WHAT YOU NEED TO DO:
a. How many synagogues did Da Pisa establish in Rome, according to the Daniel Da Pisa text?
b. From the Daniel Da Pisa text, extract word for word the passage from "Daniel Da Pisa (דניאל" to "I of Castile.".
c. Which individual people other than Da Pisa himself does the Daniel Da Pisa text name?

***** EXCERPTED TEXT *****

= Daniel Da Pisa =

16th-century head of Rome's Jewish community

Daniel Da Pisa (דניאל מפיזה) was one of the heads of the Jewish community in Rome at the beginning of the 16th century.

He organized the community after large numbers of refugees arrived in the city of Rome in the late 15th and early 16th centuries, establishing eleven synagogues there. They demanded representation in the community's administration, which was in charge of the city's Jews. Da Pisa was in a position of control that influenced the allocation of public expenses among community members, and he created the bylaws of the new community. The major struggle was between the "Italians" – the permanent residents of Rome and the old affiliates – against the newcomers who arrived "beyond the mountains" – the Alps – the Ashkenazim and also the exiles who arrived in the city from southern Italy – the kingdom of the Catholic Monarchs Ferdinand II of Aragon and Isabella I of Castile.

Da Pisa came from an important banking family from Rome, which moved to Tuscany, and he was a successful banker. He was wealthy and cultured and accepted by the Medici family. He earned the esteem of Pope Clement VII, who was of Florentine origin from Tuscany. He was the one who recommended to him to welcome David Reubeni.

***** RECORD EXCERPTS *****

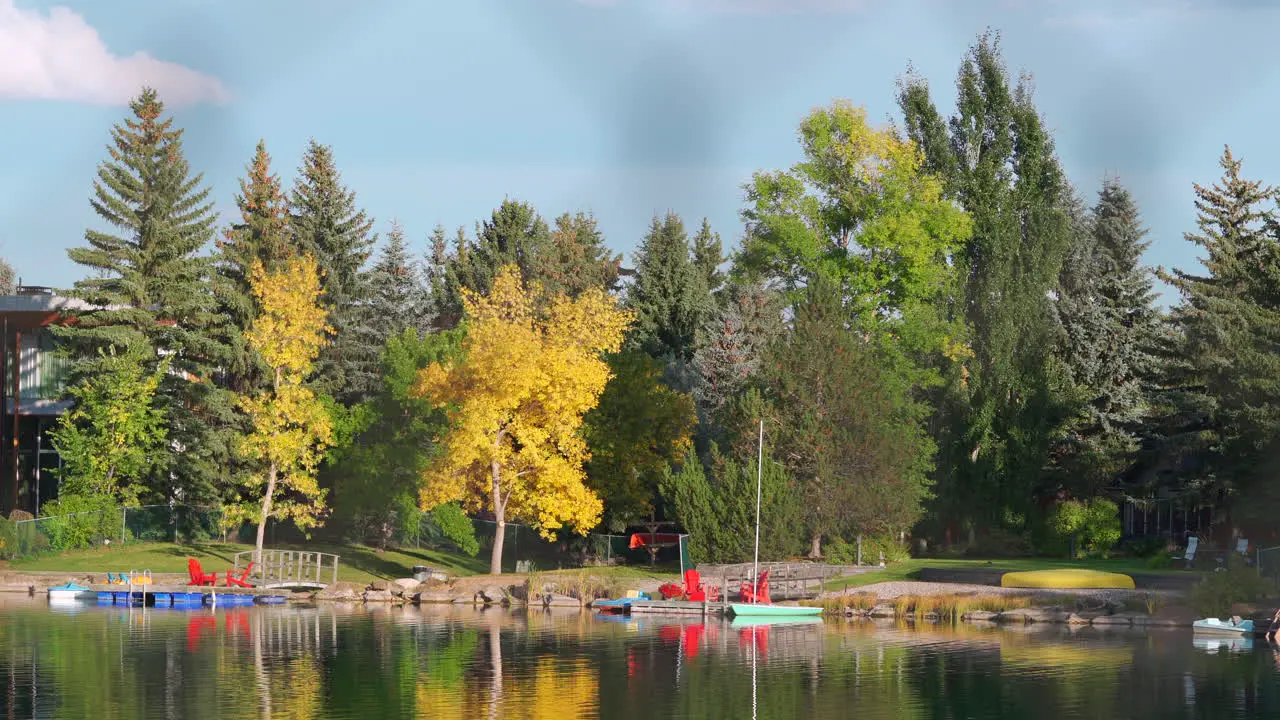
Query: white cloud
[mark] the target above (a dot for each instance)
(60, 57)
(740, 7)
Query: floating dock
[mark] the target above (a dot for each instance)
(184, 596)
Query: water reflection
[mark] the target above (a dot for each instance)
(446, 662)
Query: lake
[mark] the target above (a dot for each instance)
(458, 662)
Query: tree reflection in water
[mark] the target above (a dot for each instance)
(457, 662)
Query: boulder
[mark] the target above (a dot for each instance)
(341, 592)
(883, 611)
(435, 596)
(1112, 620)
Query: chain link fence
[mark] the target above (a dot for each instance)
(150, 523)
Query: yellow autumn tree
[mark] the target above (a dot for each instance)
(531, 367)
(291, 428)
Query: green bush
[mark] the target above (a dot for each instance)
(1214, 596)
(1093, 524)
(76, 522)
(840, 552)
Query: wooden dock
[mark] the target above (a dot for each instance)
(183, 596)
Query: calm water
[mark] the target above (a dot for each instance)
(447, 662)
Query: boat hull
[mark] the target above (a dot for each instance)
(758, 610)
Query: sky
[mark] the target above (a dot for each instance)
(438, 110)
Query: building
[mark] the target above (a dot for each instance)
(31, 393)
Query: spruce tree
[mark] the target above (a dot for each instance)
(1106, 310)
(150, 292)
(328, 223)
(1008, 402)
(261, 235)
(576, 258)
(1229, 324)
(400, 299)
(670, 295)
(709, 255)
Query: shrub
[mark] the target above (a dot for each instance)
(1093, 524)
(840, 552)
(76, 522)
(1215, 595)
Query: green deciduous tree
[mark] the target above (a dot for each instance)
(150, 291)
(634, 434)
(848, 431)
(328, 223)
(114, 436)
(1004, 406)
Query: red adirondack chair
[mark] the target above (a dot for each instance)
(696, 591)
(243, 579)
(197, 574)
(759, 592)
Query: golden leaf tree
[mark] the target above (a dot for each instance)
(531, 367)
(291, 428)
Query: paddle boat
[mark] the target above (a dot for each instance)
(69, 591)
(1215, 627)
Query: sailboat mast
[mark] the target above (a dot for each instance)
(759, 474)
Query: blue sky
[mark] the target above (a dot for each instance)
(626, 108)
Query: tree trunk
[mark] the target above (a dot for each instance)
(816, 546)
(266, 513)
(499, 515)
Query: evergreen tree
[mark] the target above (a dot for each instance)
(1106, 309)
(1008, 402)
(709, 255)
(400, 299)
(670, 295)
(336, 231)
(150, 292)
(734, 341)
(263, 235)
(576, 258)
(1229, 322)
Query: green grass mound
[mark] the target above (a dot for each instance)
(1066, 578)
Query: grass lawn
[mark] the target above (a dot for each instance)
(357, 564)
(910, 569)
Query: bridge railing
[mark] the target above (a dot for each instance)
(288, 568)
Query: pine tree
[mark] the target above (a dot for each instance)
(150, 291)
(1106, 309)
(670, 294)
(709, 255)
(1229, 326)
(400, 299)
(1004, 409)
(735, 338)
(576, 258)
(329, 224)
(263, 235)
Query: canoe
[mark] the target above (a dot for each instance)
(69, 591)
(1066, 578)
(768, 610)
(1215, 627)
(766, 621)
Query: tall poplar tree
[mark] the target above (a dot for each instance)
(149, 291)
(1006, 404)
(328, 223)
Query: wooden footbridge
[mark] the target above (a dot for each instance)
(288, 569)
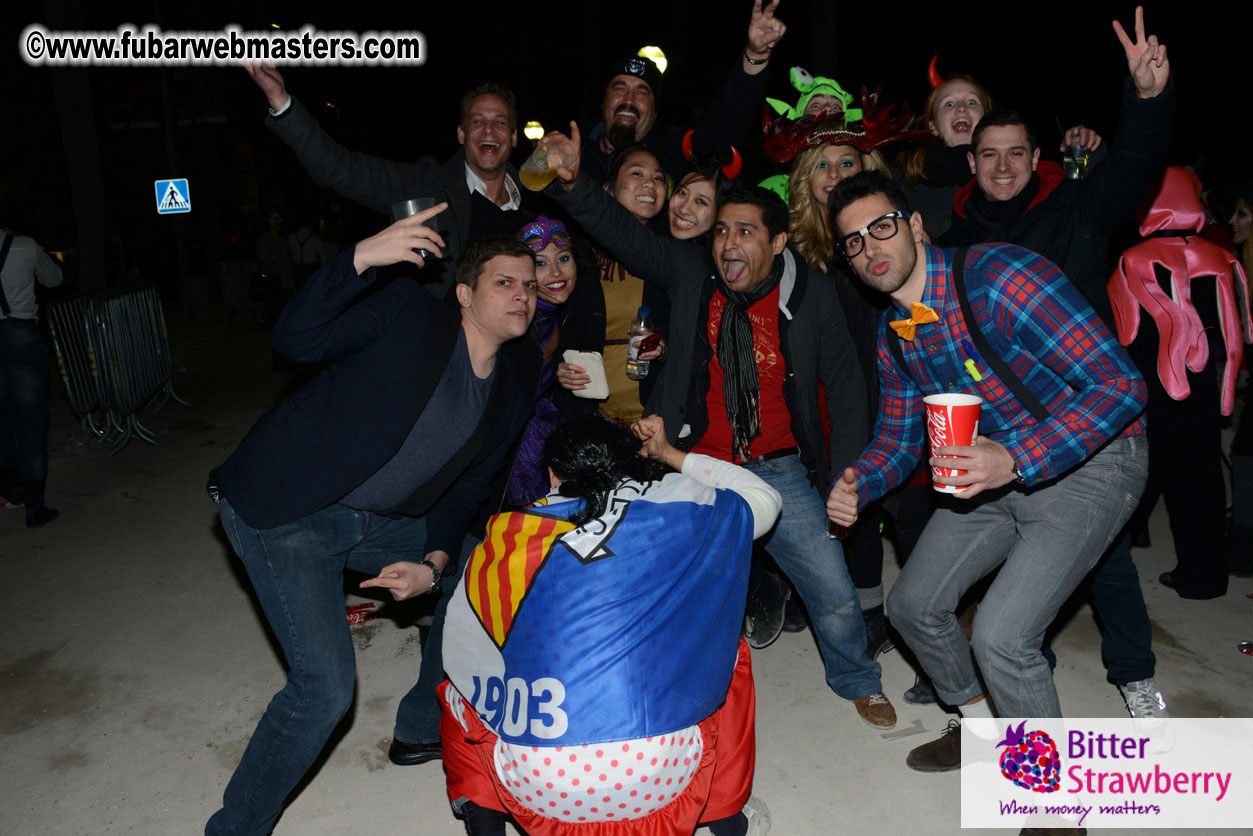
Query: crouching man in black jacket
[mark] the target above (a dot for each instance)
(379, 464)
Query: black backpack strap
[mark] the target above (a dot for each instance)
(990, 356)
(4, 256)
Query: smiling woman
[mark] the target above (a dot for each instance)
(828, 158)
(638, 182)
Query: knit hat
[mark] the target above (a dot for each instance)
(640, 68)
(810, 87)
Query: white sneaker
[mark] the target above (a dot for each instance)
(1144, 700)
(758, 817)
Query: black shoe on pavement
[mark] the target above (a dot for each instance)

*****

SOLUTIONS PER TASK:
a. Eleven.

b.
Daniel Da Pisa (דניאל מפיזה) was one of the heads of the Jewish community in Rome at the beginning of the 16th century.

He organized the community after large numbers of refugees arrived in the city of Rome in the late 15th and early 16th centuries, establishing eleven synagogues there. They demanded representation in the community's administration, which was in charge of the city's Jews. Da Pisa was in a position of control that influenced the allocation of public expenses among community members, and he created the bylaws of the new community. The major struggle was between the "Italians" – the permanent residents of Rome and the old affiliates – against the newcomers who arrived "beyond the mountains" – the Alps – the Ashkenazim and also the exiles who arrived in the city from southern Italy – the kingdom of the Catholic Monarchs Ferdinand II of Aragon and Isabella I of Castile.

c. Ferdinand II of Aragon, Isabella I of Castile, Pope Clement VII, David Reubeni